◆ Selected text ◆

☆ ☆ ☆

We would now like to compare the distribution of the perception fo Conservatives to the distribution among Labour respondents. We can subset the data just like we did for the Conservative Party. In addtion, we want to plot the two plots next to each other, i.e., they should be in the same plot. We can achieve this with the facet_grid() function. This will spilt the plot window into a grid of as many ‘facets’ as are implied by the variable we facet by. In this case, we are facetting by a variable with two levels – ‘Con’ and ‘Lab’. We can create this variable using case_when(). This checks whether the thing to the left of the \(\sim\) is true, for each observation, and if so gives the new variable the value after the \(\sim\) symbol, and if not, it looks to the next condition. If no conditions are true, the function will apply the value after TRUE =.

# create Tory/Labour indicator 
data2$con_lab <- case_when(
  data2$Cons == 1 ~ "Con", # are they Conservative
  data2$Lab == 1 ~ "Lab", # are they Labour
  TRUE ~ "Other") # are they neither

# subset again using filter
data2_conlab <- filter(data2, 
                       con_lab == "Con" | # vertical bar means 'or'
                         con_lab == "Lab") 

# plot

g5 <- ggplot(data2_conlab, aes(y = IMMBRIT)) +
  geom_boxplot() +
  labs(y = "Subjective number of immigrants per 100 British",
       title = "Perception of Immigration from Non-Western Countries, among Conservatives and Labour") +
  theme_minimal() + 
  facet_grid(~ con_lab)

g5 

It is very hard to spot differences. The distributions are similar. The median for Labour respondents is larger which mean that the central Labour respondent over-estimates immigration more than the central Conservative respondent.

You can play around with the non-western foreigners data on your own time. We now turn to a dataset that is integrated in R already. It is called longley. Use the help() function to see what this dataset is about.

help(longley)

Let’s create a scatterplot with the Year variable on the x-axis and Employed on the y-axis.

# scatterplot of longley data
g6 <- ggplot(longley, aes(x = Year, y = Employed)) +
  geom_point() +
  labs(x = "Year",
       y = "Number of people employed",
       title = "Scatterplot") +
  theme_minimal()

g6

To create a line plot instead, we use the same code with one slight adjustment – we use geom_line instead of geom_point.

☆ ☆ ☆

◆ Data under study ◆
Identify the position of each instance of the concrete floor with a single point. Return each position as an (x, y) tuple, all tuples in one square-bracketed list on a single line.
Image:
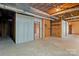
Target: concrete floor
[(49, 47)]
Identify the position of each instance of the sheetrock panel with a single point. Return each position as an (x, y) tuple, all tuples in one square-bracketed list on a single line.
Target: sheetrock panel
[(24, 28)]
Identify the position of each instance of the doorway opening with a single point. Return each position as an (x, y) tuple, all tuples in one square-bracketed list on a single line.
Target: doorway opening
[(7, 25), (37, 30)]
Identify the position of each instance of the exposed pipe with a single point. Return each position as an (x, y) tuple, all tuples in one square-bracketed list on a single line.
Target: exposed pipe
[(20, 11), (66, 11)]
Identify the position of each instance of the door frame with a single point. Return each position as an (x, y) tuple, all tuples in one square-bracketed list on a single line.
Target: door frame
[(34, 30)]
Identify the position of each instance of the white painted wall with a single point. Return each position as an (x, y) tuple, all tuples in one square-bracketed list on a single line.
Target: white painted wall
[(24, 28), (64, 29)]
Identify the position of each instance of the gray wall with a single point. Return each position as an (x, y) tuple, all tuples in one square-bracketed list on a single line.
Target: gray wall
[(24, 28)]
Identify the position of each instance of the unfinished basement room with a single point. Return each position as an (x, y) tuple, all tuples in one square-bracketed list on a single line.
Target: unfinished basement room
[(39, 29)]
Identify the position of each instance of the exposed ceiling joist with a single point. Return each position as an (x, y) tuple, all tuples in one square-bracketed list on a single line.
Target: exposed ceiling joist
[(19, 11), (74, 17), (66, 11)]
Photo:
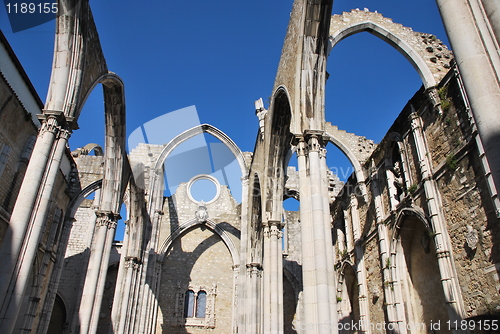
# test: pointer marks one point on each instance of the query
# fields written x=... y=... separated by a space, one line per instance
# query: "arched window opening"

☆ ☆ ☆

Reproduce, word for word, the part of the R plotting tutorial from "g5 <- ggplot(data2_conlab, aes(y" to "help(longley)".

g5 <- ggplot(data2_conlab, aes(y = IMMBRIT)) +
  geom_boxplot() +
  labs(y = "Subjective number of immigrants per 100 British",
       title = "Perception of Immigration from Non-Western Countries, among Conservatives and Labour") +
  theme_minimal() + 
  facet_grid(~ con_lab)

g5 

It is very hard to spot differences. The distributions are similar. The median for Labour respondents is larger which mean that the central Labour respondent over-estimates immigration more than the central Conservative respondent.

You can play around with the non-western foreigners data on your own time. We now turn to a dataset that is integrated in R already. It is called longley. Use the help() function to see what this dataset is about.

help(longley)